The World Health Organisation has warned of a "chronic shortage" of masks and other Personal Protective Equipment (PPE) globally.
Demand 100 times higher than normal
WHO's director general Tedros Adhanom Ghebreyesus said on Feb. 7 that demand for PPE was 100 times higher than normal, and prices had risen to 20 times higher, The Guardian reports.
As result, global stocks of masks and respirators were now "insufficient to meet the needs of WHO and our partners", according to CNA.
Describing the situation as a moral issue, he said the shortage was due to "widespread inappropriate use" by those who were not sick or not medical staff.
The market for PPE had faced "severe disruption", with Ghebreyesus adding that there were delays of four to six months in supply.
He urged countries with low transmission and fewer cases not to stockpile protective suits and surgical masks, which were badly needed in Chinese hospitals.
"There is limited stock of PPE and we have to make sure we get it to the people who need it most, in the places that need it most," he said.
Ghebreyesus also praised companies which have chosen to only sell masks to medical professionals.
To try and resolve the shortage, Ghebreyesus said that he would speak to the pandemic supply chain network to "identify the bottlenecks" and "push for fairness in distribution of equipment".
Thus far, the coronavirus has killed 722 people in mainland China and infected over 34,000.
The scramble for masks has seen people, including celebrities, travelling overseas to buy masks in bulk to send back to China.
Shortages in-stores in Singapore have also compelled the government to supply mask packs for free to all households.

- Data for analysis
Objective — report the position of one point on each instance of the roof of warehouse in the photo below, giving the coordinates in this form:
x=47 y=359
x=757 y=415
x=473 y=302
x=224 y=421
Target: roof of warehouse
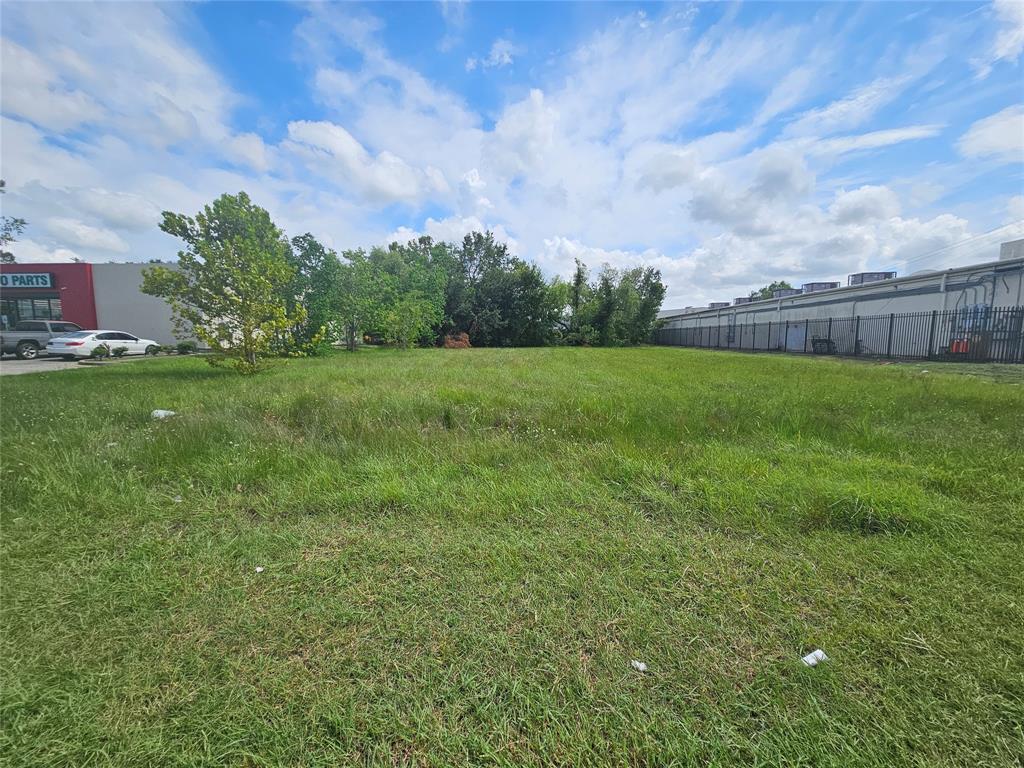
x=862 y=288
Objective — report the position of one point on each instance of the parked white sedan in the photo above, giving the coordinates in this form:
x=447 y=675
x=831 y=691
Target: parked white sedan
x=83 y=343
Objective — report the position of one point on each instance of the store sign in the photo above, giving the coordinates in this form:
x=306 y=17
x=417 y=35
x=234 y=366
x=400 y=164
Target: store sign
x=26 y=280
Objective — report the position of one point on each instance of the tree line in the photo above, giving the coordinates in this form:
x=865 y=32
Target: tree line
x=248 y=292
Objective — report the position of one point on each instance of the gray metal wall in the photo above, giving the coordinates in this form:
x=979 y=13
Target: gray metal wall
x=121 y=305
x=998 y=284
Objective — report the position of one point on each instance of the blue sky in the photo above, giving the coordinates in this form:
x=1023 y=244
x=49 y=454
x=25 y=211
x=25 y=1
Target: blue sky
x=728 y=144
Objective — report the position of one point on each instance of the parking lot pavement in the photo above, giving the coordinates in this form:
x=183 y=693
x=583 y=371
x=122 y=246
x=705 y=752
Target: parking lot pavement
x=12 y=366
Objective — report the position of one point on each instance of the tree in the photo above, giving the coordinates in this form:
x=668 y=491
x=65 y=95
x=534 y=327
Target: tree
x=10 y=228
x=359 y=295
x=230 y=281
x=766 y=291
x=312 y=287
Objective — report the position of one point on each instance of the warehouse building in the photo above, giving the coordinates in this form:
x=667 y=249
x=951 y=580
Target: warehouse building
x=94 y=296
x=974 y=312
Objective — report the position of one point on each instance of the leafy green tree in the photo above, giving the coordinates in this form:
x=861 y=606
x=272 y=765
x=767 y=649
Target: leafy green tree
x=766 y=291
x=10 y=228
x=313 y=287
x=229 y=284
x=605 y=304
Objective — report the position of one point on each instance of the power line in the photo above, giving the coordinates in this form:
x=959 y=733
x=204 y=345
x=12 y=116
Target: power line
x=957 y=244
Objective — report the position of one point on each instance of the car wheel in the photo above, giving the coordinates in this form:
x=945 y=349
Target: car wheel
x=27 y=351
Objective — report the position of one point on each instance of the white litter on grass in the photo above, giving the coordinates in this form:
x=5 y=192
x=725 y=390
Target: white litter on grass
x=812 y=658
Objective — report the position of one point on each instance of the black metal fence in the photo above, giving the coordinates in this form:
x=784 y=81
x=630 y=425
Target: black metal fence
x=977 y=334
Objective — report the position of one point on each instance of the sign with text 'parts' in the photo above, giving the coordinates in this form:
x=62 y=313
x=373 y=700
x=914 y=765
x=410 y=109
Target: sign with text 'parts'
x=26 y=280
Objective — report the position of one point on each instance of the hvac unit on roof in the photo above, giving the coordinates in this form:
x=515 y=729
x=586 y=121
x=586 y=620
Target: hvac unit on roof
x=814 y=287
x=860 y=279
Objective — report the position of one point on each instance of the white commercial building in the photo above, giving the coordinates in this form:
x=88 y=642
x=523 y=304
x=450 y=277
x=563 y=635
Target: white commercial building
x=974 y=310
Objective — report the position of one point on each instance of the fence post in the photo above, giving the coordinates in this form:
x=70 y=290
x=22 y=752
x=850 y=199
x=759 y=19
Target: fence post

- Work request A
In the report on the mask shortage, list every quantity given in numerals (not counting the date), stating what each one measures.
- Work request B
Answer these questions from the report on the mask shortage.
(i) On what date did Ghebreyesus say that demand for PPE was 100 times higher than normal?
(ii) How long were the supply delays that Ghebreyesus described?
(iii) What has the government of Singapore done in response to shortages in stores?
- Work request C
Reproduce the part of the report on the mask shortage that opens with the words containing "He urged countries" and closes with "infected over 34,000.".

- Exercise answer A
- 100 times higher than normal: demand for PPE
- 20 times higher: prices
- 722: people killed by the coronavirus in mainland China
- over 34,000: people infected in mainland China

- Exercise answer B
(i) Feb. 7
(ii) Four to six months
(iii) It has supplied mask packs for free to all households.

- Exercise answer C
He urged countries with low transmission and fewer cases not to stockpile protective suits and surgical masks, which were badly needed in Chinese hospitals.
"There is limited stock of PPE and we have to make sure we get it to the people who need it most, in the places that need it most," he said.
Ghebreyesus also praised companies which have chosen to only sell masks to medical professionals.
To try and resolve the shortage, Ghebreyesus said that he would speak to the pandemic supply chain network to "identify the bottlenecks" and "push for fairness in distribution of equipment".
Thus far, the coronavirus has killed 722 people in mainland China and infected over 34,000.